Work required: Write out each line beneath this one exactly as it reads.

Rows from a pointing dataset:

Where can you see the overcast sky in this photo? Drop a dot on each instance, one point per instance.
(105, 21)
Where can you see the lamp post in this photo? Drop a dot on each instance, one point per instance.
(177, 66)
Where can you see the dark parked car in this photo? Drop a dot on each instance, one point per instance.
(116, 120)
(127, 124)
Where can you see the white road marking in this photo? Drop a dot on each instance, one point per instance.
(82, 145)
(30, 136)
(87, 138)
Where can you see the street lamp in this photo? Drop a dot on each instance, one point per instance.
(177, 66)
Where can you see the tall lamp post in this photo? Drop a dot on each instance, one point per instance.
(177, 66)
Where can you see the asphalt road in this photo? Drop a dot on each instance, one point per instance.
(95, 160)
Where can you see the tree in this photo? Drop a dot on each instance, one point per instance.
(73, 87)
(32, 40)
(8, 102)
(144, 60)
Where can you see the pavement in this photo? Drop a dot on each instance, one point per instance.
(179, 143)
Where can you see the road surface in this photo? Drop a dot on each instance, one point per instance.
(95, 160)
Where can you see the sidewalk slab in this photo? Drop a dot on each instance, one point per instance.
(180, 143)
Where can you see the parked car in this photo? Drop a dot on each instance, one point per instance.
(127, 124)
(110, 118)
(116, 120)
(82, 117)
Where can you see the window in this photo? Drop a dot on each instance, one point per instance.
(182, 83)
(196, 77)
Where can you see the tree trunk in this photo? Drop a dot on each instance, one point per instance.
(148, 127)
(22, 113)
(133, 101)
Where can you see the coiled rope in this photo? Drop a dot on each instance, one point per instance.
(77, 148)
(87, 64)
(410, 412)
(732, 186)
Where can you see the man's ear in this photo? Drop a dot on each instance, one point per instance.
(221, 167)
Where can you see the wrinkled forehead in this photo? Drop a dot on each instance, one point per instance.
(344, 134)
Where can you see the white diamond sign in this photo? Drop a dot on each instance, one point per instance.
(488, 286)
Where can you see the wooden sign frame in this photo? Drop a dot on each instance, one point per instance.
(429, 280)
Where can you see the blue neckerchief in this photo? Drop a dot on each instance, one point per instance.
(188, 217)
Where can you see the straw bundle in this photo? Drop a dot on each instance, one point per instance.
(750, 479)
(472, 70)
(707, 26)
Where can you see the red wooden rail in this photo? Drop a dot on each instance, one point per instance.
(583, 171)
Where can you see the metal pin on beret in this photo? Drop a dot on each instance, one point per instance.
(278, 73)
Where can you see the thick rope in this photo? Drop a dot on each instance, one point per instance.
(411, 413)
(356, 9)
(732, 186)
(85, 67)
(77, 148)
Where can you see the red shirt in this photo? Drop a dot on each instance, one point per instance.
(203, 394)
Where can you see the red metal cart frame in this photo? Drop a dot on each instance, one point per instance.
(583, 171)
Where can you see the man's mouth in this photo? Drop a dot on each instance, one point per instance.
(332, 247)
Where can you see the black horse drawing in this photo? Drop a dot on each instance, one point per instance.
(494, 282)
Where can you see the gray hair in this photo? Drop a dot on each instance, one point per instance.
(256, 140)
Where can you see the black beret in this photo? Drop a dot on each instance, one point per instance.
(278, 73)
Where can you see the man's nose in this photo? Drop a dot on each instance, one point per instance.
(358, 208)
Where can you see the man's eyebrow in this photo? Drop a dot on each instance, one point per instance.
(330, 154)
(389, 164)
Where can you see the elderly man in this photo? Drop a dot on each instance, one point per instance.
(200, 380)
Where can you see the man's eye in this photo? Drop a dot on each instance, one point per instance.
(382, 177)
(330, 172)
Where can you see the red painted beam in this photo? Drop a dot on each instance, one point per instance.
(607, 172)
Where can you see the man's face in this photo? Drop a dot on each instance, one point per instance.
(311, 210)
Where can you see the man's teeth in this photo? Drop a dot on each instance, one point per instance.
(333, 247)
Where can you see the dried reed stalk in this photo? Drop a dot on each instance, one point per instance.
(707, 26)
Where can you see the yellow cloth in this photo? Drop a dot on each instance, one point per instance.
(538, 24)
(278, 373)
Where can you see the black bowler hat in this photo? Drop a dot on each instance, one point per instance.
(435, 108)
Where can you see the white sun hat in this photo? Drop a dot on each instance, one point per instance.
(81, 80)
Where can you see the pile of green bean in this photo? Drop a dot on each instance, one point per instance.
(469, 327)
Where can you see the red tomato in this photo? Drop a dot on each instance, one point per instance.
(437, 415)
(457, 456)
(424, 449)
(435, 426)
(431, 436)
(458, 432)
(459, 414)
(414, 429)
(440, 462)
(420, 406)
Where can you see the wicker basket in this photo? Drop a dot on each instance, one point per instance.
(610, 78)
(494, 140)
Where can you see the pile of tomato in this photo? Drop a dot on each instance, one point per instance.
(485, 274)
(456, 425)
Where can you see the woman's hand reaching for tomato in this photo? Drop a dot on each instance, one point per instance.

Reply to the task:
Where can you see the overcast sky in this photo? Drop a dot on each instance, one point per instance.
(105, 21)
Where can you see the lamp post in this photo? Drop a dot on each instance, one point per instance.
(177, 66)
Where can you see the dark parked car in this photo? Drop a dot on each instance, one point per instance.
(116, 120)
(127, 124)
Where can you see the white road marking in this photo? Drop a dot on each instance, one point per instance.
(82, 145)
(30, 136)
(87, 138)
Where can you see the street lamp in this photo? Drop a dot on each instance, one point per instance.
(177, 66)
Where can you see the tall lamp post in this photo? Drop a dot on each instance, one point per instance.
(177, 66)
Where can you see the asphalt road in this photo? Drop a dot on each instance, one point per instance.
(95, 160)
Where can you see the tree in this photo? Drop a dot on each instance, one point per instance.
(73, 87)
(32, 40)
(8, 102)
(144, 60)
Where can you see the pavement in this photo? Drop a dot on each instance, one point per instance.
(179, 143)
Where can you see the road surface in this photo? Drop a dot on each instance, one point per instance.
(95, 160)
Where can you see the sidewalk slab in this photo? Drop a dot on each instance, one point per instance.
(180, 143)
Where can you see the parked car in this photo? Drop a dot on each instance, one point per instance.
(127, 124)
(110, 118)
(116, 120)
(82, 117)
Where can you see the window in this photo? Drop a dot on each instance, one point per instance.
(182, 83)
(196, 77)
Where can you see the tree trunk in this photo? Drop a dot on each instance, one point per instance.
(148, 127)
(22, 113)
(133, 101)
Where can you see the coiled rope in this photo? Drop a dot on each instance, one point per instance.
(77, 148)
(87, 64)
(410, 412)
(732, 186)
Where can you see the man's ear in this photo? Drop a dot on each instance, one point per instance.
(221, 167)
Where can you see the wrinkled forehead in this photo? Drop a dot on each instance, one point per instance.
(344, 134)
Where can you see the white diamond sign in this photo? Drop a dot on each instance, one point per instance.
(488, 286)
Where can you see the wooden sign frame in this photo? Drop a dot on each instance, one point per instance.
(429, 280)
Where can you see the blue neckerchief in this photo? Drop a dot on each instance, one point per instance.
(188, 217)
Where can you see the straw bundle in this photo? Drop a dot on each instance, one point per instance.
(750, 479)
(472, 70)
(707, 26)
Where can you see the red wooden rail in this photo? Drop a dot on each instance, one point per instance.
(583, 171)
Where can you see the metal pin on beret in this photo? Drop a dot on each instance, one point per instance.
(278, 73)
Where can you see the thick rope in this photo? Drop a dot on each instance, one point per instance.
(411, 413)
(356, 9)
(732, 186)
(85, 67)
(77, 148)
Where can you see the red shirt in this photo? Drop a dot on each instance, one point per instance.
(203, 394)
Where can you see the red metal cart frame in this photo? Drop a dot on each instance, one point per instance.
(583, 171)
Where can you see the man's mouth in this photo? Drop a dot on each instance, one point per instance.
(332, 247)
Where can you see the black horse drawing in this photo? Drop a dot on each instance, one point per instance.
(494, 282)
Where can you see the gray hair in this photo? Drop a dot on each instance, one point per instance.
(256, 140)
Where can you see the black beret in this photo? Drop a dot on each instance, one point per instance.
(278, 73)
Where can you see the man's nose in this photo? Drop a dot on each instance, one point per instance.
(358, 208)
Where can you see the man's eyebrow in this photo? Drop a dot on each instance, one point per instance.
(330, 154)
(389, 164)
Where can you see the elderly man in this photo? Drop a dot on each instance, one point per instance.
(200, 380)
Where can you see the man's eye in this photo? Drop a dot on each instance, one point per instance.
(382, 177)
(330, 172)
Where can you see the red painted beam in this photo? Drop a dot on each instance, one point per instance.
(607, 172)
Where can you see the man's face in this photo? Drop a dot on each instance, one point per instance.
(311, 210)
Where can you see the man's teeth in this photo? Drop a dot on each instance, one point per instance.
(333, 247)
Where can you see the dried reed stalk in this photo? Drop a dot on each instance, one point per instance.
(707, 26)
Where can you see the yellow cloth in this photo? Drop a dot on each instance, one point per instance.
(538, 24)
(278, 373)
Where can you see the black bowler hat in this photo? Drop a dot on each instance, one point per instance.
(435, 108)
Where can you see the white sun hat in this photo? Drop a dot on each instance, one point per instance.
(81, 80)
Where can you see the pile of green bean in this photo? Drop a dot on each instance, one point per instance.
(469, 327)
Where can you see the red tomato in this photo? Drop a dot on each instance, one point per instance.
(437, 415)
(457, 456)
(424, 449)
(435, 426)
(431, 436)
(458, 432)
(459, 414)
(414, 429)
(440, 462)
(420, 406)
Where can you see the wicker basket in this photo? Drop a dot on each instance, one point per instance.
(610, 78)
(494, 140)
Where can you see the pile of tomato in this photo? Drop a dot on each instance, one point per instance.
(485, 274)
(456, 425)
Where can you see the woman's hand reaching for tomato in this photo? Drop a dot on each instance, one point per instance.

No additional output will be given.